**EXERCISE DESCRIPTION**:
Exactly the lines from the one containing "OUTPUT = the" through the end of the records must be reproduced; leave out all pictures.

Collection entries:
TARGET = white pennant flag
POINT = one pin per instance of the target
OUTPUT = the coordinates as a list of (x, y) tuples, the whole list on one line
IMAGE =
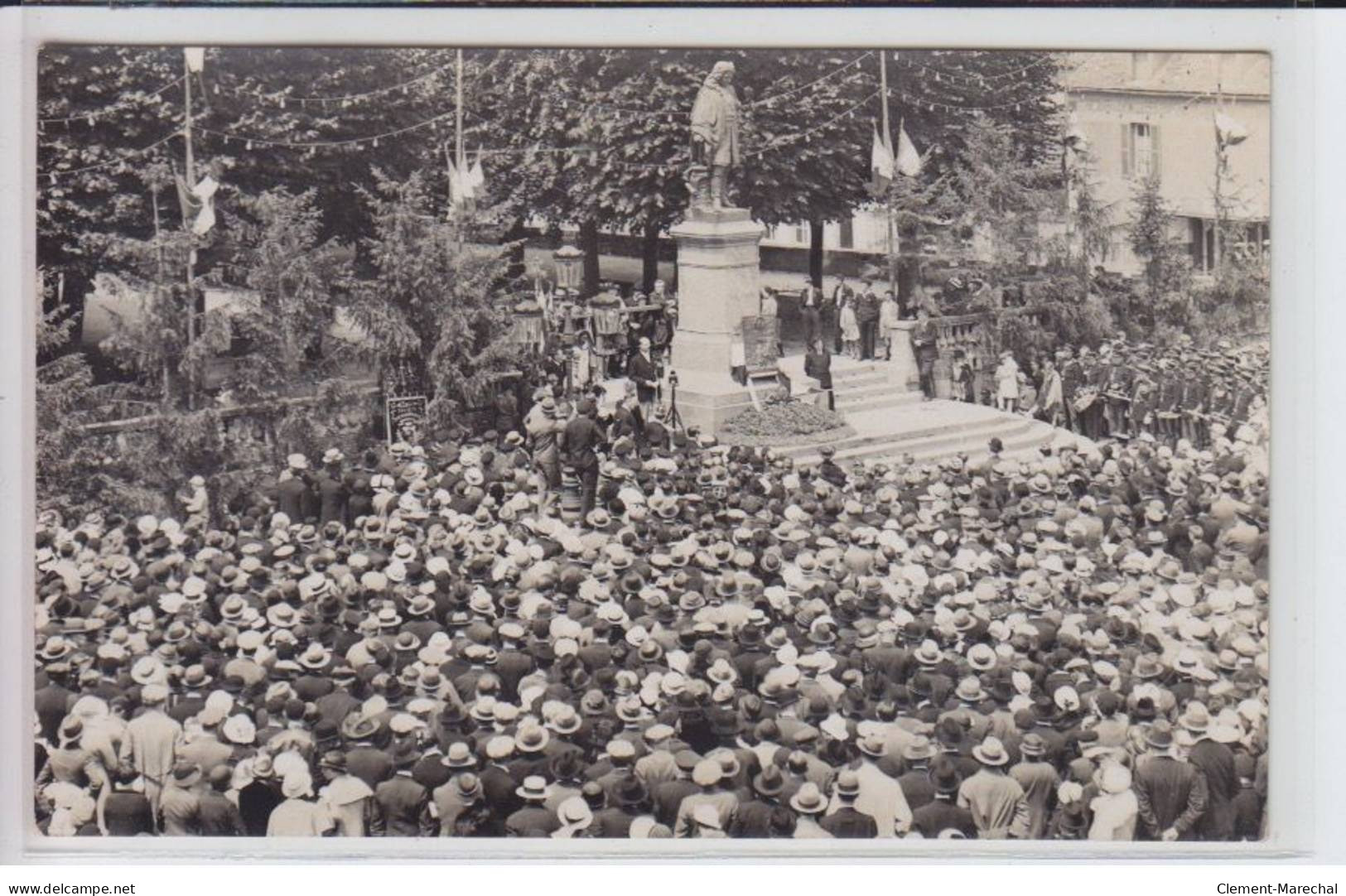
[(477, 176), (205, 193), (908, 161)]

**TASK RESPONSE**:
OUTPUT = the coordinates as a list of (x, y) tuples, the whole list on one line
IMAGE =
[(477, 176), (205, 193), (908, 161)]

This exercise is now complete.